**Problem**. Please output every one of the following records unchanged, line for line.

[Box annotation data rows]

################

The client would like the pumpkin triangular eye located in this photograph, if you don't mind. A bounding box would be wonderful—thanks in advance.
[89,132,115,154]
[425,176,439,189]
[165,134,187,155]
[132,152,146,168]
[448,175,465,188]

################

**The output**.
The client would like the pumpkin triangular eye located in this photograph, if you don't mind. A bounding box would be wonderful—thanks in advance.
[89,132,115,154]
[425,176,439,189]
[165,134,187,155]
[132,152,146,168]
[448,175,465,188]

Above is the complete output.